What to produce: In the Dots and Dashes column, at which hotel will the Radio Manufacturers Association hold its national meeting?

Text extract:
Dots and Dashes
July 1934 Radio News and the Short-Wave

July 1934 Radio News & Short-Wave

July 1934 Radio News and the Short-Wave Cover - RF Cafe[Table of Contents]

Wax nostalgic about and learn from the history of early electronics. See articles from Radio & Television News, published 1919-1959. All copyrights hereby acknowledged.

If you read through this "Dots and Dashes" column from the July 1934 issue of Radio News magazine, you will find many familiar topics -- and a couple weird ones. Among the familiar are transmitting electrical power via RF waves, an electronics industry convention and exposition being held in Chicago, elevator control with electric sensors to assure the cars stop at floor level, global communications, the closing of a historic radio station (how "historic" can a radio station be in 1934?), earth-moon-earth (EME) experimentation, and remote control of beacon stations with radio signals. The weird ones? How about an "electric woman" with glowing breasts and a "queer-acting" radio microphone, do they qualify?

Dots and Dashes

Dots and Dashes, July 1934 Radio News and the Short-Wave - RF CafeShort but Interesting Items from the Month's Radio News the World Over

New Inter-City Radio Links

New Ultra-Short-Wave Radio-control for airway Beacons - RF Cafe

New Ultra-Short-Wave Radio-Control for Airway Beacons

Engineers of the Airway Section of the Department of Commerce are testing out a new method of remote control for radio-beacon transmitters, usually located miles from the airports themselves. The device pictured above is a remote-control transmitter, operated from a dial telephone system which sends out impulses received by the beacon station and which automatically turn "on and off" the radio-beacon transmitter, with no operator present. Photo shows Operator G. Muehl operating the device at a Washington airport station

New York - Both the RCA Communications, Inc. (in cooperation with Western Union) and· the Mackay Radio and Telegraph Company (in cooperation with the Postal Telegraph Company) seem to be going in for the high-speed competition for inter-city, wire-radio message business. The Mackay Company has extended its services to include the cities of Washington and Boston in their system. The other cities being served are New York, Chicago, New Orleans, San Francisco, Los Angeles, Seattle Portland, Tacoma, Oakland and San Diego. The new telegraph service is available at any Postal telegraph office and the Postal Telegraph Company also collects and delivers messages for Mackay Radio. The RCA Communications, Inc. has also opened up new radio telegraph wire services between Boston, New York, Washington, San Francisco, Chicago and New Orleans. Construction permits have been filed for authorization to include Seattle, Los Angeles and Detroit in the RCA network. The Western Union Telegraph Co. will serve as depots for these inter-city services as well as for the sending of radiograms via RCA.

RMA Convention at Chicago

Chicago - Celebration of the tenth anniversary of the Radio Manufacturers Association, to be observed at Chicago in June with a national meeting of the radio industry at the Hotel Stevens June 11th to June 14th. There will be many joint meetings of manufacturers and jobbers, discussing national trade promotion, merchandising and other important and mutual problems. Stimulation and promotion of radio business will be the keynote. No radio, phonograph, refrigeration and other household goods or musical merchandise will be demonstrated or on show at the industrial gatherings. This will eliminate the heretofore familiar features of the "trade" shows.

Dataset entries about object locations
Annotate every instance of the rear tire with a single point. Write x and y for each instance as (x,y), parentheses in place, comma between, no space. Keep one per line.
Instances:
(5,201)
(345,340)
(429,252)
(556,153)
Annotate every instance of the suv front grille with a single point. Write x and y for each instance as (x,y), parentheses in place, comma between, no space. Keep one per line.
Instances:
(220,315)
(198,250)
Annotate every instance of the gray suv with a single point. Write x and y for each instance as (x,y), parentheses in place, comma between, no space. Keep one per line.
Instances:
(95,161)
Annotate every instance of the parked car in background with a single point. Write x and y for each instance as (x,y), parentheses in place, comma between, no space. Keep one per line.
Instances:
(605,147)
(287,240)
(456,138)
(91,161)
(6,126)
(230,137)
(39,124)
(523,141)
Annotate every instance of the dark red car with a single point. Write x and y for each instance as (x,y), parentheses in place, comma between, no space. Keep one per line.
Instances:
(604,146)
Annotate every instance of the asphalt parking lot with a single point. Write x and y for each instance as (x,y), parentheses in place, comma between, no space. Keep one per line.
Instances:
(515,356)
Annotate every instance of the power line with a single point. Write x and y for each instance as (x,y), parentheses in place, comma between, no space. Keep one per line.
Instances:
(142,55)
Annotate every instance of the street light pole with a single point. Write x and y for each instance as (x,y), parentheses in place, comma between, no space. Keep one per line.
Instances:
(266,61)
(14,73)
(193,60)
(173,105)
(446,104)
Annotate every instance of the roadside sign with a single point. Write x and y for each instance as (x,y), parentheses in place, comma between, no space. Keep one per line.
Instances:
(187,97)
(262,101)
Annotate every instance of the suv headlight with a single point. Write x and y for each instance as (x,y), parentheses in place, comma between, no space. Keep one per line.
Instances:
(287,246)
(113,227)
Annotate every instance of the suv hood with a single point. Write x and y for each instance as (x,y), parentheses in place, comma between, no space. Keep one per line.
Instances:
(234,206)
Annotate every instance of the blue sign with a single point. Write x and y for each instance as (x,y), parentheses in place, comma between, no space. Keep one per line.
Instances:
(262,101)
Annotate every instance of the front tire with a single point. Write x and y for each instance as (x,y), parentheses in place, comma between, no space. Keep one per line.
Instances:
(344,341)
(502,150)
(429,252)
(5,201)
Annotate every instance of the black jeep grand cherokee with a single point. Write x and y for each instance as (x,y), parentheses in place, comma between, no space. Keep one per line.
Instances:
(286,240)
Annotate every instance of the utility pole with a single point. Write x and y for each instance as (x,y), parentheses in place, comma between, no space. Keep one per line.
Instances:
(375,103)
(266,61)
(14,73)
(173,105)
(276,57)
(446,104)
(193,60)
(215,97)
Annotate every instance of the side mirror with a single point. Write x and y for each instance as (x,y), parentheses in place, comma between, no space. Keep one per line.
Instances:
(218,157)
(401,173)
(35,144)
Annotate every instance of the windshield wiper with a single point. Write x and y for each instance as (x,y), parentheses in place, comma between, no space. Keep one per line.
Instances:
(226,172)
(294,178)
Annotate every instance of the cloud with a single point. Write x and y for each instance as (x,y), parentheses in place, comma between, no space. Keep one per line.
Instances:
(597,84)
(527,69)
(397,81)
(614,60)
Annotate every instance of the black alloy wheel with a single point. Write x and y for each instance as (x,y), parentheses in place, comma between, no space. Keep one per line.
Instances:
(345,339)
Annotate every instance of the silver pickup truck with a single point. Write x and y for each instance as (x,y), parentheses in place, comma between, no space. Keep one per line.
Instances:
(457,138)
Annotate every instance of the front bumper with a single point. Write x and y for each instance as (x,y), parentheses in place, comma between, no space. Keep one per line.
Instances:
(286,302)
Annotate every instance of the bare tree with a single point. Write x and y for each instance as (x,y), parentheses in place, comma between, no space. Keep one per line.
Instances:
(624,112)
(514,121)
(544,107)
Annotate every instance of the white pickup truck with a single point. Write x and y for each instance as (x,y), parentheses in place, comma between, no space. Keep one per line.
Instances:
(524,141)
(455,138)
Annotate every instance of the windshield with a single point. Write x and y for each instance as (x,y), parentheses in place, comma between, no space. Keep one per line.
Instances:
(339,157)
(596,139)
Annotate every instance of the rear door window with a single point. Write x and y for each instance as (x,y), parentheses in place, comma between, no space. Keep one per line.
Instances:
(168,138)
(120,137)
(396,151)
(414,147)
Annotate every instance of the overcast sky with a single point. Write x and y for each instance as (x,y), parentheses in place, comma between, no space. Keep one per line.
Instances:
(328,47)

Written solution: The Hotel Stevens in Chicago.